Grup Başkanvekilimiz Filiz Kerestecioğlu, Meclis Genel Kurulunda yaptığı konuşmada müftülüklere nikah kıyma yetkisi veren tasarıya ilişkin değerlendirmelerde bulundu. Kerestecioğlu, şöyle konuştu:
Önümüzde yine, İçişleri Komisyonundan jet hızıyla neredeyse bütünüyle erkeklerden oluşan Alt Komisyona, oradan tekrar İçişleri Komisyonuna ve oradan da Meclis’e gelen bir torba kanun var. Bu torba kanunla yapılması öngörülen en önemli değişiklik, Müftülüklere nikah kıyma yetkisi verilmesi! Kadınlar haftalardır bu tasarıya karşı sokakta!
Hatırlarsanız, Aile ve Sosyal Politikalar Bakanı Fatma Betül Sayan Kaya, “Müftü kıysın nikâhı; imam niye kıysın?” demişti. Buna rağmen, tasarı müftülerin yetkilerini imam ve vaizlere devredebilmelerine izin verecek şekilde genişletildi. Bu küçük bir ayrıntı değil. Tasarıdaki “müftüler” ifadesi, “müftülükler” yapıldı. Yani imam ve vaizler de nikah kıyabilecekler.
Bakanın hiç tasarrufu yok
Korkarız ki bu ifadeye dayanılarak, “Köyde, küçük beldelerde yaşayıp müftü nikâhı isteyenlerin taleplerinin tümünü karşılayamıyoruz” denilecek, “Müftünün sorumluluk sahasındaki geniş il sınırları, ulaşımı” bahane edilecek ve imamlara da nikah kıydırmanın önü açılacak. Yani tasarı, Müftülük yasası diye anılsa da imamlara, vaizlere ve müftülere nikah yetkisi veriyor. Ya Fatma Betül Sayan Kaya halkı bilerek yanlış bilgilendiriyor ya da ne acıdır ki kadınların hayatını bu kadar derinden etkileyecek bir tasarıyla ilgili kendisinin hiçbir tasarrufu yok!
Muhafazakar bir tek tip hayat dayatması
Kimin tasarrufu var? Recep Tayyip Erdoğan, Cuma günü, “İsteseniz de istemeseniz de bu yasa Meclis’ten geçecek” demişti. Yine maalesef anlaşılıyor ki bu yasa da yukarıdan bir talimatla gelmiş. Bu yasayla hedeflenen, 4+4+4'ten beri uygulamaya sokulmaya çalışılan, dinin yaşamın her alanına egemen olduğu bir sistem yaratmak. Muhafazakar bir tek tip hayat dayatması. Bu sistemi tesis etmek için neler yapıldı ve nasıl zararlar yarattı bakalım:
- Çocuklar, henüz 3 yaşında, ağır dini bir eğitime tabi tutuldukları Sübyan okullarına mahkum edildi.

Veri kesitleri -
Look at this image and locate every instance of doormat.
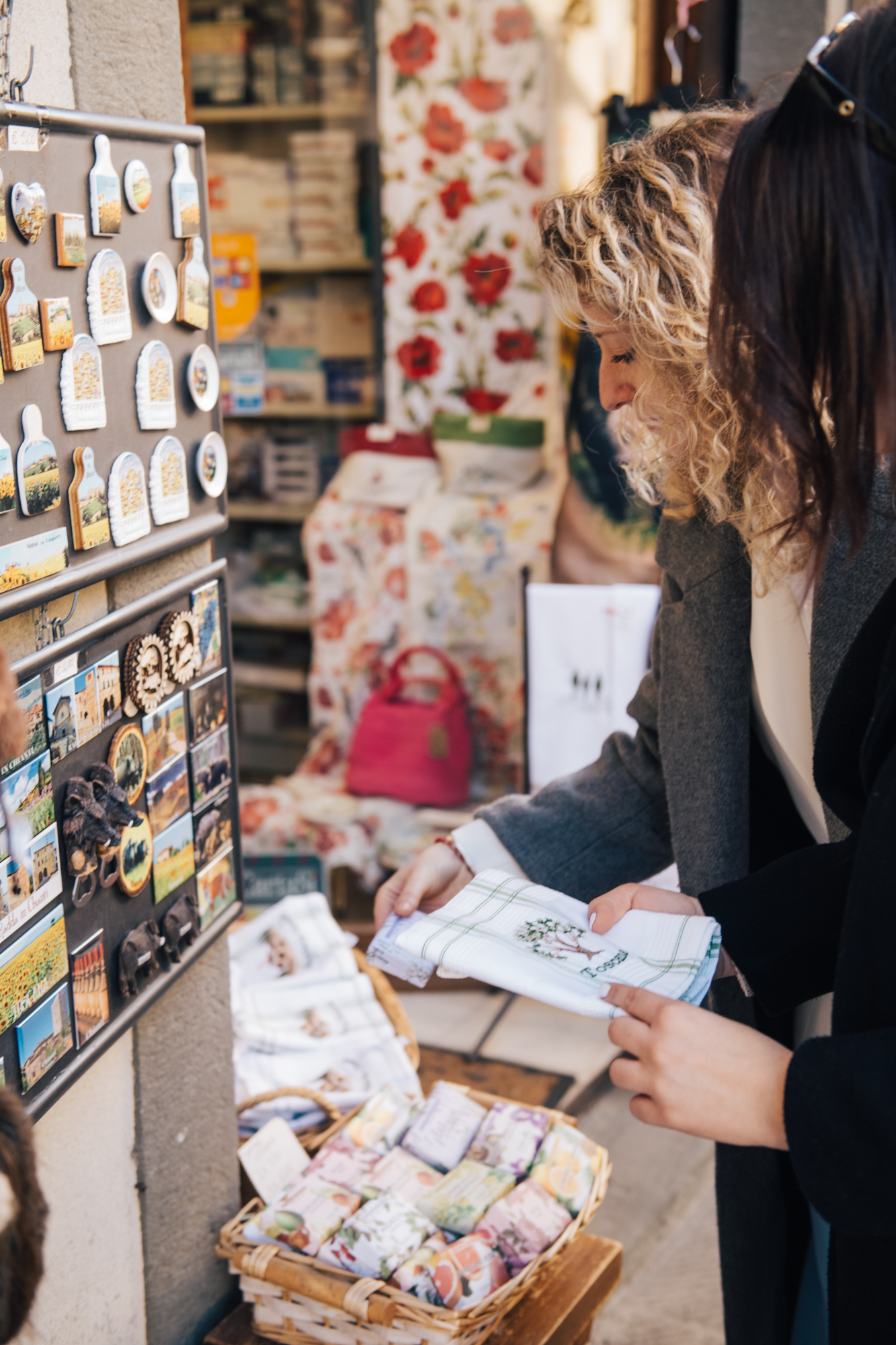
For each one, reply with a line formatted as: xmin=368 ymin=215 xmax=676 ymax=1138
xmin=417 ymin=1046 xmax=576 ymax=1107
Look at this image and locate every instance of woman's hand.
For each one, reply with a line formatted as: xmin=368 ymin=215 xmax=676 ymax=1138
xmin=606 ymin=985 xmax=791 ymax=1149
xmin=374 ymin=845 xmax=473 ymax=929
xmin=588 ymin=882 xmax=704 ymax=933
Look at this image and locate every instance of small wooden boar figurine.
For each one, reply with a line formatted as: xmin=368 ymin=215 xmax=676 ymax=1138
xmin=161 ymin=892 xmax=199 ymax=962
xmin=118 ymin=920 xmax=164 ymax=999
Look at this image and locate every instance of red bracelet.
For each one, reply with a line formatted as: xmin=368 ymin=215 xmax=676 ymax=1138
xmin=433 ymin=837 xmax=477 ymax=878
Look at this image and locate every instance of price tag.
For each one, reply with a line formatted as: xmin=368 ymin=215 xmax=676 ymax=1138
xmin=7 ymin=126 xmax=40 ymax=155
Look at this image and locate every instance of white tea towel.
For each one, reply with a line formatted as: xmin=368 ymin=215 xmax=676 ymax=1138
xmin=395 ymin=869 xmax=721 ymax=1018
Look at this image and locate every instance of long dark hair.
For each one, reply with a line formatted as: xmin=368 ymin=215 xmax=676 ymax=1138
xmin=709 ymin=3 xmax=896 ymax=551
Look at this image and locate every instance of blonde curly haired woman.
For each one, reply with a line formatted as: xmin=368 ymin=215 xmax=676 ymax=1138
xmin=376 ymin=112 xmax=896 ymax=1345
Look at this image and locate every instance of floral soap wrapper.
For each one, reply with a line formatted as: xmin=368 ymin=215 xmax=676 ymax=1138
xmin=417 ymin=1158 xmax=516 ymax=1236
xmin=432 ymin=1233 xmax=510 ymax=1309
xmin=389 ymin=1233 xmax=448 ymax=1307
xmin=305 ymin=1131 xmax=380 ymax=1196
xmin=364 ymin=1149 xmax=441 ymax=1205
xmin=467 ymin=1102 xmax=548 ymax=1177
xmin=341 ymin=1084 xmax=414 ymax=1155
xmin=319 ymin=1190 xmax=437 ymax=1279
xmin=242 ymin=1169 xmax=360 ymax=1256
xmin=402 ymin=1079 xmax=486 ymax=1173
xmin=532 ymin=1122 xmax=608 ymax=1215
xmin=475 ymin=1177 xmax=572 ymax=1275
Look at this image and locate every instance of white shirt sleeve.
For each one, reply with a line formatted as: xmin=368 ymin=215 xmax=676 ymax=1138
xmin=451 ymin=818 xmax=529 ymax=878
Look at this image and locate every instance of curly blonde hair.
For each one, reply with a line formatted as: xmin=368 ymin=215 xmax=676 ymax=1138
xmin=538 ymin=109 xmax=807 ymax=589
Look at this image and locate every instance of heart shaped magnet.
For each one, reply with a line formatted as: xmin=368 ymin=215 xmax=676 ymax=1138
xmin=11 ymin=182 xmax=47 ymax=243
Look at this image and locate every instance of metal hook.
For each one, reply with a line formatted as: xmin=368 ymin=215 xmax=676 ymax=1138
xmin=52 ymin=593 xmax=78 ymax=642
xmin=9 ymin=44 xmax=34 ymax=102
xmin=663 ymin=23 xmax=702 ymax=85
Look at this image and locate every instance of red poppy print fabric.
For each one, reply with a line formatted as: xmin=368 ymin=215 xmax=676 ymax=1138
xmin=376 ymin=0 xmax=548 ymax=429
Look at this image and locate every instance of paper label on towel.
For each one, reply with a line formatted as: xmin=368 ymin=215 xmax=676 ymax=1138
xmin=7 ymin=126 xmax=40 ymax=153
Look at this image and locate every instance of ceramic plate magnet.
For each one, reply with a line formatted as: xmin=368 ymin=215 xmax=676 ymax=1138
xmin=140 ymin=253 xmax=177 ymax=323
xmin=109 ymin=453 xmax=152 ymax=546
xmin=59 ymin=332 xmax=106 ymax=433
xmin=196 ymin=429 xmax=227 ymax=499
xmin=0 ymin=257 xmax=43 ymax=370
xmin=16 ymin=402 xmax=62 ymax=514
xmin=9 ymin=182 xmax=47 ymax=243
xmin=187 ymin=344 xmax=220 ymax=412
xmin=87 ymin=250 xmax=130 ymax=346
xmin=124 ymin=635 xmax=173 ymax=714
xmin=125 ymin=159 xmax=152 ymax=215
xmin=56 ymin=214 xmax=87 ymax=266
xmin=39 ymin=299 xmax=74 ymax=350
xmin=149 ymin=434 xmax=190 ymax=525
xmin=177 ymin=238 xmax=210 ymax=332
xmin=90 ymin=136 xmax=121 ymax=237
xmin=0 ymin=434 xmax=16 ymax=514
xmin=69 ymin=448 xmax=110 ymax=551
xmin=108 ymin=726 xmax=147 ymax=808
xmin=171 ymin=143 xmax=200 ymax=238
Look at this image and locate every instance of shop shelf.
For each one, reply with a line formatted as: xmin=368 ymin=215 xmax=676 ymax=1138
xmin=225 ymin=402 xmax=376 ymax=420
xmin=259 ymin=257 xmax=372 ymax=276
xmin=227 ymin=499 xmax=316 ymax=523
xmin=192 ymin=98 xmax=370 ymax=126
xmin=233 ymin=659 xmax=308 ymax=691
xmin=230 ymin=609 xmax=311 ymax=631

İstenen işlemler -
**A)** Seçilmiş metinde "Grup Başkanvekilimiz Filiz" sözleriyle açılıp "tasarıya karşı sokakta!" sözleriyle kapanan bölümü hiçbir değişiklik yapmadan aktarın.
**B)** Seçilmiş metne göre aşağıdaki ifadelerin doğru olup olmadığını evet ya da hayır diyerek belirtin ve her biri için metindeki belirleyici sözleri aynen alıntılayın.
(i) Tasarıdaki "müftüler" ifadesi "müftülükler" olarak değiştirildi.
(ii) Tasarı, Alt Komisyondan doğrudan Meclis'e geldi.
(iii) Çocuklar Sübyan okullarına 5 yaşında gönderiliyor.

Yanıtlar -
**A)**
Grup Başkanvekilimiz Filiz Kerestecioğlu, Meclis Genel Kurulunda yaptığı konuşmada müftülüklere nikah kıyma yetkisi veren tasarıya ilişkin değerlendirmelerde bulundu. Kerestecioğlu, şöyle konuştu:
Önümüzde yine, İçişleri Komisyonundan jet hızıyla neredeyse bütünüyle erkeklerden oluşan Alt Komisyona, oradan tekrar İçişleri Komisyonuna ve oradan da Meclis’e gelen bir torba kanun var. Bu torba kanunla yapılması öngörülen en önemli değişiklik, Müftülüklere nikah kıyma yetkisi verilmesi! Kadınlar haftalardır bu tasarıya karşı sokakta!

**B)**
(i) Evet: "Tasarıdaki “müftüler” ifadesi, “müftülükler” yapıldı."
(ii) Hayır: "Alt Komisyona, oradan tekrar İçişleri Komisyonuna ve oradan da Meclis’e gelen bir torba kanun var."
(iii) Hayır: "Çocuklar, henüz 3 yaşında, ağır dini bir eğitime tabi tutuldukları Sübyan okullarına mahkum edildi."